-- Start Excerpt to read --

Unfriended: Dark Web

The latest film to join the Unfriended franchise, Unfriended: Dark Web is a shocking high-tech thriller that made me want to cover the camera on my laptop! The omniscient “Big Brother” is watching us indeed, and his name is Charon. I will never think about the bonngg sound from a MAC again without thinking of this film.

According to Blumhouse producer Ryan Turek, Blumhouse looks at a film like Unfriended the same way they would a play: Great acting and writing playing out together without a lot of sets involved.

They decided the perfect person for Unfriended: Dark Web would be a talented screenwriter like Stephen Susco (The Grudge, Texas Chainsaw 3D) to write and direct it. This reviewer thinks they made an excellent choice.  It is hands-down a better film than the first one. After the lights came up, most of the audience was left shaken and looking over their shoulders — or wondering if anyone was watching us on our phones!

Unfriended: Dark Web takes us on a dark, dangerous journey, but never leaves the computer screen.

Like the original Unfriended, Unfriended: Dark Web puts us in the middle of a group of friends on Skype, just hanging out, playing a game together. These friends will end up wishing to hell they went out into the world instead of hanging out at home. That is where the likeness to the other film ends. While there was a supernatural force against them in the first film. The enemy, this time around, is human, although you will find the sick people they are dealing with may very well have no souls and zero love for human life.

Synopsis: Preparing for his weekly Skype game night with his friends, Matias, (Colin Woodell) a cybercafé attendant brings home a laptop from the lost and found, only to find that the previous owner is into some really insane stuff on the dark web and will stop at nothing to retrieve his stolen computer.

A sequel in name only, Unfriended: Dark Web borrows elements from the first Unfriended, while telling its own edge-of-your-seat sadistic tale full of shocks and surprises that will make you think twice about who’s watching when you log onto your computer.

Just because this film looks like the first one, don’t be fooled. The only real similarity is that the whole story is told on a computer screen. The characters in the original Unfriended were not that likable, and I honestly wasn’t that upset while a vengeful ghost took them out one-by-one because of the cruel video one of them posted, causing her to commit suicide.

Unfriended: Dark Web, however, has a really cool and interesting group of friends that I really felt invested in. You can tell the actors had fun. It was fascinating to contemplate how much the internet revealed about each character and about the original owner of the computer.

We all post things that may not seem like a big deal. Most of us have some sort of secret, or something embarrassing and it’s all out there for bored cyber bullies to access. Any information we share can be used against us — especially when used out of context, or when someone takes control of our texts and messages.

When the friends find a cache of hidden files and realize they have seriously pissed off some very bad people who are into some seriously sick shit, things go crazy fast. I literally had trouble keeping up with all the internet searching, texting and messaging all going on. To say the film is relentless is an understatement.

AJ (Connor Del Rio), the conspiracy theorist and voice of truth who no one takes seriously, is the one I wished they had listened to. Betty Gabriel (Get Out) who plays Nari, the voice of reason, and her fiancé, Serena (Rebecca Rittenhouse), both have weaknesses too easy to find — a sick mom and their love for each other.

-- End Excerpt to read --
-- Start Entries supplied --

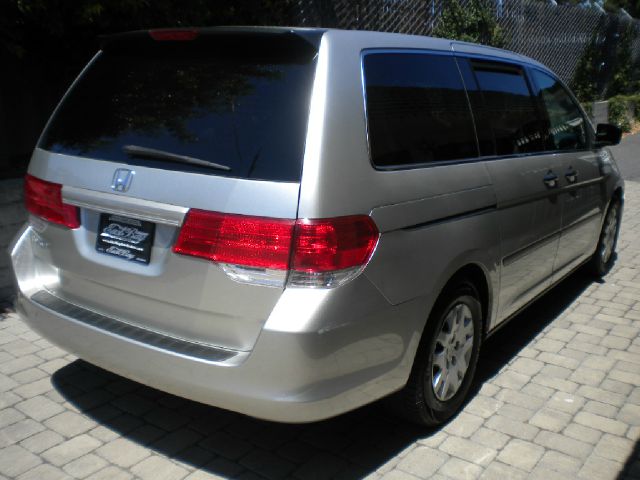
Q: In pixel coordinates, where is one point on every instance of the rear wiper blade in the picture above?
(138, 151)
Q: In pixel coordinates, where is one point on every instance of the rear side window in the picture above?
(239, 105)
(566, 129)
(417, 109)
(509, 108)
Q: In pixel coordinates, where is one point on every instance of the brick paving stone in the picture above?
(544, 473)
(521, 454)
(582, 433)
(600, 408)
(42, 441)
(490, 438)
(519, 399)
(598, 422)
(70, 450)
(158, 468)
(460, 469)
(325, 465)
(423, 462)
(563, 444)
(483, 406)
(39, 408)
(614, 448)
(560, 462)
(630, 414)
(69, 423)
(9, 416)
(464, 425)
(42, 472)
(19, 431)
(122, 452)
(550, 419)
(500, 471)
(84, 466)
(15, 460)
(600, 468)
(267, 464)
(110, 473)
(512, 427)
(468, 450)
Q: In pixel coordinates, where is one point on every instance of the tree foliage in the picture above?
(588, 71)
(472, 22)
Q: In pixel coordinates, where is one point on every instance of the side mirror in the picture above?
(607, 134)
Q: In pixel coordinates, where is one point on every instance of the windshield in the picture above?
(238, 108)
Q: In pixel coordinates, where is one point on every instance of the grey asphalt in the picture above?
(627, 155)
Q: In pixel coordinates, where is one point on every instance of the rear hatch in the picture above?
(159, 124)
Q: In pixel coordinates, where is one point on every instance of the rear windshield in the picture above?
(238, 107)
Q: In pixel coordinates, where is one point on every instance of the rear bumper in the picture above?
(308, 363)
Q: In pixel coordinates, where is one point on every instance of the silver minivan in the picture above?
(292, 223)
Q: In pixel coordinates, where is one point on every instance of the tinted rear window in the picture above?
(240, 107)
(417, 109)
(510, 109)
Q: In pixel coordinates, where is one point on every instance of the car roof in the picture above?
(373, 39)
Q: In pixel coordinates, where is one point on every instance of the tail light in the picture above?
(44, 199)
(265, 251)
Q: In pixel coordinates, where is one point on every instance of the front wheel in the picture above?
(446, 359)
(604, 256)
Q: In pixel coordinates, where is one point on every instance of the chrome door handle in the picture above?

-- End Entries supplied --

→ **What is needed**
Carry on the Unfriended: Dark Web review above, starting right after its final sentence.

→ **Task output**
DJ Lexx (Savina Windyani) and the tech-savvy friend Damon (Andrew Lees) live all the way over in London, and both think they are safe. Did I mention they were dealing with the dark web? Matias’s girlfriend Amaya (Stephanie Nogueras) is deaf, which makes her more vulnerable. When we start seeing people in her house — and she gets texts from an unknown person to go out that she thinks are from Matias — the tension rises, and the audience gets sucked into a never-ending assault to the senses!

Matias picked the wrong person to mess with. As a group, Charon is a monstrous, international killing machine. Charon, in Greek mythology, is the guy that ferries souls of deceased who had received the rites of burial. In payment, he received the coin that was placed in the mouth of the corpse. The ferryman of the dead. In this case, it’s Bitcoin. The terrifying group named itself (and its members) after a pretty creepy mythological character.

At the post-screening Q & A at the Overlook Film Festival, I was amazed to hear they had 5 days of rehearsal and shot all the dialog in 4 days. Wow. Then months after that, they put it all together with CGI reenactments of all the internet action.

The audience would groan often, seeing the next thing that was going to happen just seconds before it did. No one was safe. We cringed waiting for someone to answer a text in time, screaming if a password should be upper-case or lower case (something that makes me crazy trying to remember on my own computer,) or leaving the room to be just off screen doing something they were warned not to do.

Every one of the characters felt safe in their little computer spaces at the beginning. No one has that much reach, do they? It wasn’t fair…these young people did not deserve what they get.

My favorite and most ironic quote from the film was from AJ: “Why do you think Facebook and Twitter are free?'”

Right? Have we all shared too much on social media? Are our lives just thrown out there ready for someone to take us down? I know I spend inordinate amounts of time on the computer in the glow of the screen. Hearing the different sounds of messages and texts coming in made us all realize that this could be us. Facebook knows everything! The real horror of Unfriended: Dark Web is that it makes us wonder, could this really happen?

Unfriended: Dark Web will be in theaters starting on March 9th!

1 Comment

1 Record

  1. on May 3, 2018 at 12:15 pm
    Jamie Marino wrote:

    After a paragraph or two I stopped reading, simply because I don’t want to know anything about the movie lol. I want to see it completely spoiler-free. I guess I’m in the minority when it comes to liking the first Unfriended. I found the characters to be accurately portrayed. There is an odd clash between shallowness and bonkers melodrama in teens that was depicted really well. I get really immersed in found footage movies, though. It makes them more fun. Like Lake Mungo and Grave Encounters. Classics! And after I see Unfriended: Dark Web, I plan on returning to this article.